-------- TEKS BACAAN --------

Janji dosis dan dana sangat diharapkan. Tapi mari kita bersikap nyata. Kita tidak hanya membutuhkan satu miliar, tetapi setidaknya sebelas miliar dosis untuk memvaksinasi 70 persen dunia dan mengakhiri pandemi ini. Donasi dan niat baik tidak akan membawa kita ke sana. Hal ini membutuhkan upaya kesehatan masyarakat global terbesar dalam sejarah.
G20, yang didukung oleh negara-negara produsen utama dan lembaga keuangan internasional, harus membuat rencana vaksinasi global untuk menjangkau semua orang, di mana saja, lebih cepat daripada nanti.
Ujian solidaritas yang kedua adalah memberikan bantuan ekonomi kepada negara-negara yang berada di ambang gagal bayar utang.
Negara-negara kaya telah menggelontorkan dana setara dengan 28 persen dari PDB mereka untuk mengatasi krisis COVID-19. Di negara-negara berpenghasilan menengah, angka ini turun menjadi 6,5 persen; di negara-negara yang paling tidak berkembang, kurang dari 2 persen.
Banyak negara berkembang sekarang menghadapi biaya pembayaran utang yang melumpuhkan, pada saat anggaran domestik mereka membengkak dan kemampuan mereka untuk menaikkan pajak berkurang.
Pandemi ini akan meningkatkan jumlah orang yang sangat miskin sekitar 120 juta orang di seluruh dunia; lebih dari tiga perempat dari 'orang miskin baru' ini berada di negara-negara berpenghasilan menengah.
Negara-negara ini membutuhkan uluran tangan untuk menghindari bencana keuangan, dan untuk berinvestasi dalam pemulihan yang kuat.
Dana Moneter Internasional (IMF) telah turun tangan untuk mengalokasikan 650 miliar dolar AS dalam bentuk Special Drawing Rights - cara terbaik untuk meningkatkan dana yang tersedia bagi negara-negara yang kekurangan dana. Negara-negara kaya harus menyalurkan bagian mereka yang tidak terpakai dari dana ini ke negara-negara berpenghasilan rendah dan menengah. Ini adalah langkah solidaritas yang berarti.
Saya menyambut baik langkah-langkah yang telah diambil oleh G20, termasuk Inisiatif Penangguhan Pembayaran Utang dan Kerangka Kerja Bersama untuk Perlakuan Utang. Namun, langkah-langkah tersebut tidaklah cukup. Keringanan utang harus diperluas ke semua negara berpenghasilan menengah yang membutuhkannya. Dan pemberi pinjaman swasta juga harus dilibatkan.
Ujian ketiga dari solidaritas adalah perubahan iklim. Sebagian besar negara besar telah berjanji untuk mengurangi emisi mereka hingga nol pada pertengahan abad ini, sejalan dengan target 1,5 derajat Perjanjian Paris. Jika COP26 di Glasgow ingin menjadi titik balik, kita membutuhkan janji yang sama dari semua negara G20, dan dari negara berkembang.

-------- DATA YANG DITAMPILKAN --------

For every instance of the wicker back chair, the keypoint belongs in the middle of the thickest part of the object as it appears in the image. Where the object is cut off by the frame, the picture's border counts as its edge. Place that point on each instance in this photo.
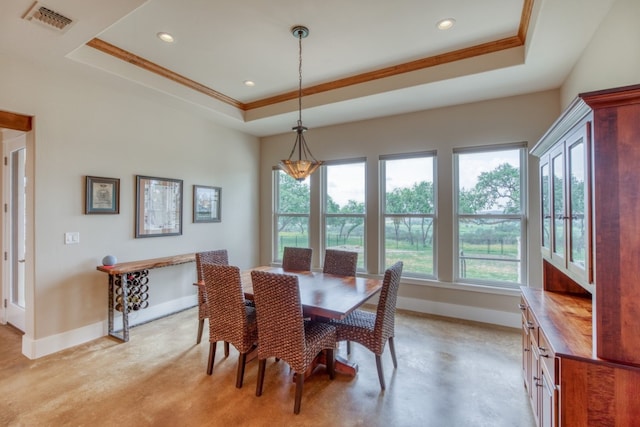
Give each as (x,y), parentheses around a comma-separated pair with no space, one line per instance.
(282,331)
(230,320)
(342,263)
(374,330)
(217,257)
(297,259)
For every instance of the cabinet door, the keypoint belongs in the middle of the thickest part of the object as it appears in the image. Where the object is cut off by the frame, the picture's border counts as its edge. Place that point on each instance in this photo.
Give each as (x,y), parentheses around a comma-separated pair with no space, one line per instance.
(545,205)
(558,206)
(548,401)
(578,212)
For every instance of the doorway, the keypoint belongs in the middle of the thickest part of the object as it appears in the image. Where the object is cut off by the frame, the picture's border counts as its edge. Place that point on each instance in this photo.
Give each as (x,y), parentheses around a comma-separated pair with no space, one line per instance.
(17,140)
(15,154)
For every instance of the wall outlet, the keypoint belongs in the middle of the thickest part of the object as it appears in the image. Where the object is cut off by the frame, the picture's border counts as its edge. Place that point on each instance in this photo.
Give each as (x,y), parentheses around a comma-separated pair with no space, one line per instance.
(72,238)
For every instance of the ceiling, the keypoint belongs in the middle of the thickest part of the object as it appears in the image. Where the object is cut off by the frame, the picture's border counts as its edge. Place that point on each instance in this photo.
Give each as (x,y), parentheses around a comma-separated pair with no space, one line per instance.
(363,58)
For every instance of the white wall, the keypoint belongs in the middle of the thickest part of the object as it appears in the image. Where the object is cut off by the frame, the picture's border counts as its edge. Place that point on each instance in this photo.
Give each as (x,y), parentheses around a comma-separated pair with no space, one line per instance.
(515,119)
(89,123)
(612,58)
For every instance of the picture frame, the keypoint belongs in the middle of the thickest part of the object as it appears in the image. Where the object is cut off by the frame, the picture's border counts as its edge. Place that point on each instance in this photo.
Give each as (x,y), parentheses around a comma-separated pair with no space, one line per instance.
(158,206)
(102,195)
(207,203)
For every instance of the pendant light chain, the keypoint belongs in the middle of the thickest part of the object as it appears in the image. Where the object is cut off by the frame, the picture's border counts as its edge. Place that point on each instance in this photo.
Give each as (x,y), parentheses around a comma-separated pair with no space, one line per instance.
(299,78)
(306,163)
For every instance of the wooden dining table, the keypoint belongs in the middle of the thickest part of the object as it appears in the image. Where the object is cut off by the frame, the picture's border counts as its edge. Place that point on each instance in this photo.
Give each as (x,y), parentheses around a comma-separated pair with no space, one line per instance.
(324,297)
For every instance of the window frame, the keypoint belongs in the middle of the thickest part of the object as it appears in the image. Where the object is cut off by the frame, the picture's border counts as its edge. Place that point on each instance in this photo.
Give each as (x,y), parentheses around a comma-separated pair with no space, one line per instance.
(324,215)
(384,215)
(275,176)
(521,217)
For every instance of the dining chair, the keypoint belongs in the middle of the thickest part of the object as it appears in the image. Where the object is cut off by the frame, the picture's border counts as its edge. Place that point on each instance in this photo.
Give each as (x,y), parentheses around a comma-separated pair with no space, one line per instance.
(342,263)
(230,319)
(216,257)
(373,330)
(296,259)
(282,331)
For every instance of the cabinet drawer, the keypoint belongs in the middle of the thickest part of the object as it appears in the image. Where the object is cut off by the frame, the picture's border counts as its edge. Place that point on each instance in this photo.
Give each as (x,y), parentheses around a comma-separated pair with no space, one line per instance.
(531,324)
(547,358)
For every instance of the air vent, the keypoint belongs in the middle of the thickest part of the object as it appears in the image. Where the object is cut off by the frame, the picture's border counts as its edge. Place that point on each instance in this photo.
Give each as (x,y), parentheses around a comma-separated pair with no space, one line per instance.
(48,17)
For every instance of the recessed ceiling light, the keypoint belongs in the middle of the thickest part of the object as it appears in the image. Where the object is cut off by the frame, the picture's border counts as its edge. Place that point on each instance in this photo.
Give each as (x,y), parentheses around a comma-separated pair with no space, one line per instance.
(165,37)
(445,24)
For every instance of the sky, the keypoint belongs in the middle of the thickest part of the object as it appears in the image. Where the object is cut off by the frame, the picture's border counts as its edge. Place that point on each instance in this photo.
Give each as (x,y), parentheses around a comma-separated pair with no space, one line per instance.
(347,182)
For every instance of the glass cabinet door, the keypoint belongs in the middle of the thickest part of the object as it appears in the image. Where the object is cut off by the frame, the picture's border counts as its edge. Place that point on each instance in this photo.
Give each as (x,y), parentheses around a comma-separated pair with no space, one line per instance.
(545,207)
(578,234)
(557,201)
(577,244)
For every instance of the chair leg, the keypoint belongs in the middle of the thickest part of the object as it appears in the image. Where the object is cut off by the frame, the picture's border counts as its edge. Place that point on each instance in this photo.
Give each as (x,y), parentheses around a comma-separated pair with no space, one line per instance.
(331,362)
(200,328)
(261,366)
(392,348)
(212,356)
(299,386)
(240,375)
(380,374)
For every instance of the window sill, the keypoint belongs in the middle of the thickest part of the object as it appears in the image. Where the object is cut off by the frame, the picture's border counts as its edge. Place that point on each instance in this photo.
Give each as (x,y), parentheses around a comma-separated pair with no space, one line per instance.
(485,289)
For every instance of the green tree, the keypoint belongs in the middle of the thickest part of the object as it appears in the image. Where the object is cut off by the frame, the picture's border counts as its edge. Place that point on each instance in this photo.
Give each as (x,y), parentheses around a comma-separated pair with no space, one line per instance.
(293,198)
(417,199)
(498,189)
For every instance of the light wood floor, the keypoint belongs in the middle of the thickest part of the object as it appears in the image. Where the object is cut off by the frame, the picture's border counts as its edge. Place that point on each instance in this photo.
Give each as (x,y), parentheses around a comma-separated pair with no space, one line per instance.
(450,373)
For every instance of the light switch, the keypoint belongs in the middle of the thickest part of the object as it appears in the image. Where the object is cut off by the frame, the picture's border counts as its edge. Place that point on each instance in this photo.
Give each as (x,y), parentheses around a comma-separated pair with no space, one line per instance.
(72,238)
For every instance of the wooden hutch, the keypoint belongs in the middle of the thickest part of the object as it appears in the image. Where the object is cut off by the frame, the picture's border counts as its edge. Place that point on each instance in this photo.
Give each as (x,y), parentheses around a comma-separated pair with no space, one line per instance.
(581,332)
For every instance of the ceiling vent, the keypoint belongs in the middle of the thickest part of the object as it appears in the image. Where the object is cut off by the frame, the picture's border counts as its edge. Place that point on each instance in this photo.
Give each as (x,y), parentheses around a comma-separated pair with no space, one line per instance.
(48,17)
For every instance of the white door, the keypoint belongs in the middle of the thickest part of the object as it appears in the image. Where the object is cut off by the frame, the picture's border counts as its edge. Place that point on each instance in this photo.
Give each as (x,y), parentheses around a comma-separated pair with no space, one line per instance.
(15,244)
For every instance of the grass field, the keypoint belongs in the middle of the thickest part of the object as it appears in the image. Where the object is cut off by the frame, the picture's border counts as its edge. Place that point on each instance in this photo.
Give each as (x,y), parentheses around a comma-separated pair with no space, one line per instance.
(491,260)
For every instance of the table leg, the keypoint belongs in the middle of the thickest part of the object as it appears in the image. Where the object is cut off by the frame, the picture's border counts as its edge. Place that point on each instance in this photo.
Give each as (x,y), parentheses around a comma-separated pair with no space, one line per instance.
(345,367)
(111,304)
(124,335)
(125,309)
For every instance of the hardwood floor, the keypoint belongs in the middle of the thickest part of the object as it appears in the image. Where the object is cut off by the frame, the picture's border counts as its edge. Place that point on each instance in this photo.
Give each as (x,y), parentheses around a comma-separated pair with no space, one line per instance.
(450,373)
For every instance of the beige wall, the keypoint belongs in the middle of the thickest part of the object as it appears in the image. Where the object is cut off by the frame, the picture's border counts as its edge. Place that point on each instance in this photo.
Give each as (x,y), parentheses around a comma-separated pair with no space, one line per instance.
(515,119)
(89,123)
(93,124)
(612,58)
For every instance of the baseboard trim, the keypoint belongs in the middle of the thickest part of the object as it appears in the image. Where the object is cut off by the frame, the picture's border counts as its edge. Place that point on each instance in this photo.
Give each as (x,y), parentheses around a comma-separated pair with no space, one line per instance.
(465,312)
(34,349)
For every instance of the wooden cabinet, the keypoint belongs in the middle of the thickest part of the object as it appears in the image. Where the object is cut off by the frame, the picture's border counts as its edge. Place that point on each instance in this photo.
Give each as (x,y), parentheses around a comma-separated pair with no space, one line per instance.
(565,195)
(538,363)
(581,335)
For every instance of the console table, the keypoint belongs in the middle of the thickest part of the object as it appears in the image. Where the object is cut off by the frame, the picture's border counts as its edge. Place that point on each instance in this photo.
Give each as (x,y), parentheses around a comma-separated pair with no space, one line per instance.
(128,287)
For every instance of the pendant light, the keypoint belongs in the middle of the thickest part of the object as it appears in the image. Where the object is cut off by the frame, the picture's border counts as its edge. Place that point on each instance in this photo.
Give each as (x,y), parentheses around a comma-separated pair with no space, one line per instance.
(305,164)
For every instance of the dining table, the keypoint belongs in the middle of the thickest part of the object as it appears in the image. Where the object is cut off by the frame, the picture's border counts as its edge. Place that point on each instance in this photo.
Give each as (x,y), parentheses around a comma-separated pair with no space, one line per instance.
(324,297)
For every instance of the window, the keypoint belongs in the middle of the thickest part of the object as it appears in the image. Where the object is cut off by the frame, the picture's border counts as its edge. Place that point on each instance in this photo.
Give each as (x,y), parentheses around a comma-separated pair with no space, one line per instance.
(490,215)
(291,213)
(345,208)
(408,212)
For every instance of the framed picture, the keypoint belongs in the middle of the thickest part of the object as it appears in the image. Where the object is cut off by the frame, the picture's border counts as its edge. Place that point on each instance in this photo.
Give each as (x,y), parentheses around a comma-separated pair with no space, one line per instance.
(158,206)
(206,203)
(102,195)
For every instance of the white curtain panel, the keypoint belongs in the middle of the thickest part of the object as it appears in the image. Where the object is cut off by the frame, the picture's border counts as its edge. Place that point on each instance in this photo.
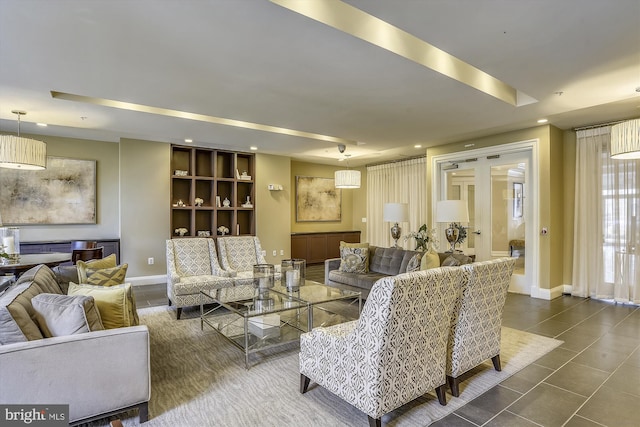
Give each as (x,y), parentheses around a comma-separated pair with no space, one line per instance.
(606,256)
(399,182)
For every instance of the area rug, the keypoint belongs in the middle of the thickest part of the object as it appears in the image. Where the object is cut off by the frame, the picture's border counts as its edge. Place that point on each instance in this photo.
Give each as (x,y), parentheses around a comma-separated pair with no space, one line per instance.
(199,379)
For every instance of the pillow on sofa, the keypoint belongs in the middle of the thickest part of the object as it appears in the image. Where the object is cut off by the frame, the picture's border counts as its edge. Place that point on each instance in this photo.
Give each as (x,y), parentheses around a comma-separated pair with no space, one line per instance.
(116,304)
(96,264)
(430,260)
(354,257)
(105,276)
(60,315)
(414,263)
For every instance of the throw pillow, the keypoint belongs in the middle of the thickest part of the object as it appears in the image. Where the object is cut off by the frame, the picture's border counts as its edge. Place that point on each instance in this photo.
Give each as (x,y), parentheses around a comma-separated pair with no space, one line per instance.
(354,260)
(430,260)
(96,264)
(106,276)
(116,304)
(450,261)
(60,315)
(414,263)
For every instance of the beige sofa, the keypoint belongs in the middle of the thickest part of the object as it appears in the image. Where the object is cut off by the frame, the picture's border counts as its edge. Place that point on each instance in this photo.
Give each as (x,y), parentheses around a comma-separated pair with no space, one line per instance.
(96,373)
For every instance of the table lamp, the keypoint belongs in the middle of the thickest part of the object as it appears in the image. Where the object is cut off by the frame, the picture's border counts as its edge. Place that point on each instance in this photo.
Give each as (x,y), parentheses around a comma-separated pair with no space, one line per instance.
(452,211)
(396,213)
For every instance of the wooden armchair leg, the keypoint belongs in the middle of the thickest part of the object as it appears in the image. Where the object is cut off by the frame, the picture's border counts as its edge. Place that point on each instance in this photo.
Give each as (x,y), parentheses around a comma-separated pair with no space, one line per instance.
(496,362)
(304,383)
(441,392)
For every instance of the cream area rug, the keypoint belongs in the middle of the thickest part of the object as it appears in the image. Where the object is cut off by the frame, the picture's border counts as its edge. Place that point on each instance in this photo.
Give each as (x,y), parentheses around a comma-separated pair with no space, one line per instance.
(199,379)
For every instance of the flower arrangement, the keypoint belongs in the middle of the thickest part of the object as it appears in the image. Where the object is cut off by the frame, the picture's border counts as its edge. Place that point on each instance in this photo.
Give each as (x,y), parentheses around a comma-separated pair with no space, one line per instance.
(425,238)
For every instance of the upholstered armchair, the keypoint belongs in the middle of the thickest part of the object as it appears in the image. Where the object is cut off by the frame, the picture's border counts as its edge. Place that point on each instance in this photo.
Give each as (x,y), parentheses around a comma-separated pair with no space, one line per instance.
(192,266)
(477,318)
(395,352)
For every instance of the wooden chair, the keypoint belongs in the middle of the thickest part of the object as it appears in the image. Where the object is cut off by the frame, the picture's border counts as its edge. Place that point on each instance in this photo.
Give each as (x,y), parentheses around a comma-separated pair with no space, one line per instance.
(83,244)
(86,254)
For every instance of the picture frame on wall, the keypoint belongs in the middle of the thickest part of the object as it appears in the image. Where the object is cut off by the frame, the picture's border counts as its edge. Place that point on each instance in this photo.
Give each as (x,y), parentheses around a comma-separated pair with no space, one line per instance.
(317,200)
(63,193)
(517,199)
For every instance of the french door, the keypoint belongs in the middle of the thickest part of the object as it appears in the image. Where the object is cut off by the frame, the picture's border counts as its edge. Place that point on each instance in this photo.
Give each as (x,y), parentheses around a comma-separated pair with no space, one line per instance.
(499,195)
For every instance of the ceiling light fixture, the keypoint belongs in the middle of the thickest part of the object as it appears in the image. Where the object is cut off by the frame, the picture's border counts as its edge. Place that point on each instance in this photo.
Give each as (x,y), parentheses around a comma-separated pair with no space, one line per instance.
(346,178)
(17,152)
(625,140)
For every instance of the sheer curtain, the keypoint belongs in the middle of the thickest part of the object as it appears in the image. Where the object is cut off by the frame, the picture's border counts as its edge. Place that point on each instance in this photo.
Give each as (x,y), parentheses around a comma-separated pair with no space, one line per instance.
(606,256)
(400,182)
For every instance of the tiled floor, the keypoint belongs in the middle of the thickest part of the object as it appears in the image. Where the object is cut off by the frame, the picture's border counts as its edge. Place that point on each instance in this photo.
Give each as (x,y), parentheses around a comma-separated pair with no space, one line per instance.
(593,379)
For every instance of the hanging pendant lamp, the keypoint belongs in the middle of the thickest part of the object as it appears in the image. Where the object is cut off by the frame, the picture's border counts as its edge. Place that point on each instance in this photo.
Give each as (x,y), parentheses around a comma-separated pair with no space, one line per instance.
(17,152)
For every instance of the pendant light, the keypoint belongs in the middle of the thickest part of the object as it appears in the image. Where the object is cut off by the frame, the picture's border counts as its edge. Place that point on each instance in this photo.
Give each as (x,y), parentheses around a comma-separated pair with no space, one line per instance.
(17,152)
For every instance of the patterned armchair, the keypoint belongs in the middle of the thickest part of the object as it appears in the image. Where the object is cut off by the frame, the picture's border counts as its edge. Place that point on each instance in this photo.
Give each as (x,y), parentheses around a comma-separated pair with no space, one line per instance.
(192,266)
(477,318)
(395,352)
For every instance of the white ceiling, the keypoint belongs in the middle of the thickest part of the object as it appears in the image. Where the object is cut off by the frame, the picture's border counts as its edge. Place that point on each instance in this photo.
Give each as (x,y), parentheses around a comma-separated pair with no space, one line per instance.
(255,61)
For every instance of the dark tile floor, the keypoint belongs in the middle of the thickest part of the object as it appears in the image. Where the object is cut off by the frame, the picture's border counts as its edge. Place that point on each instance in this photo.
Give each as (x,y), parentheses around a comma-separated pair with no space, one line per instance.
(592,379)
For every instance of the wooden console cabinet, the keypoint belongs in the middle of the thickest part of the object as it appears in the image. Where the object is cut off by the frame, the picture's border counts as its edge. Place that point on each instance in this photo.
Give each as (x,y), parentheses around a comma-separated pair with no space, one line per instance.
(316,247)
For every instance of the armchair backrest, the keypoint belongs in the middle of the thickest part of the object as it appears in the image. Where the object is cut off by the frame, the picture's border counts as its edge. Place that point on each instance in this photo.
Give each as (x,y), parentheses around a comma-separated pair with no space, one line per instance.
(403,329)
(477,318)
(240,253)
(192,257)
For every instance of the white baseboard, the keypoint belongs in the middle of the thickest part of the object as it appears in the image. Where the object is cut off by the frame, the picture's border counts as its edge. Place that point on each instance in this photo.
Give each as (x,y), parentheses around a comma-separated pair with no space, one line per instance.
(548,294)
(147,280)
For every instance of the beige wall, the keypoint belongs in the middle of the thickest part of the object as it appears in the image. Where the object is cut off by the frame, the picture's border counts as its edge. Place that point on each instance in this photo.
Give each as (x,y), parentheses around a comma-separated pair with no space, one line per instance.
(107,222)
(551,191)
(273,215)
(353,201)
(144,205)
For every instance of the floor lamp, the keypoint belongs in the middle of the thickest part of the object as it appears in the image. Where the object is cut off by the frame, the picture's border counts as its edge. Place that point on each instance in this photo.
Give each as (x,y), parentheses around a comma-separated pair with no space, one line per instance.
(396,213)
(452,212)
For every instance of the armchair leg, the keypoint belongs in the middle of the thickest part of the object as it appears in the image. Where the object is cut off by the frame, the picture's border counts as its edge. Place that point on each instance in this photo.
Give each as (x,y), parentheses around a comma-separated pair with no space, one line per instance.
(375,422)
(304,383)
(453,385)
(496,362)
(441,393)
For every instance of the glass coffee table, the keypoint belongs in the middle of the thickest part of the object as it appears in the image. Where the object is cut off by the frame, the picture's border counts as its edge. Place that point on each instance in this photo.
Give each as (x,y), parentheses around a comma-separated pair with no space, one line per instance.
(276,316)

--------

• _SOAL_
Tuliskan kembali bagian teks bacaan dari "Negara-negara kaya telah" sampai "menaikkan pajak berkurang." tanpa mengubah satu kata pun.

• _JAWABAN LATIHAN_
Negara-negara kaya telah menggelontorkan dana setara dengan 28 persen dari PDB mereka untuk mengatasi krisis COVID-19. Di negara-negara berpenghasilan menengah, angka ini turun menjadi 6,5 persen; di negara-negara yang paling tidak berkembang, kurang dari 2 persen.
Banyak negara berkembang sekarang menghadapi biaya pembayaran utang yang melumpuhkan, pada saat anggaran domestik mereka membengkak dan kemampuan mereka untuk menaikkan pajak berkurang.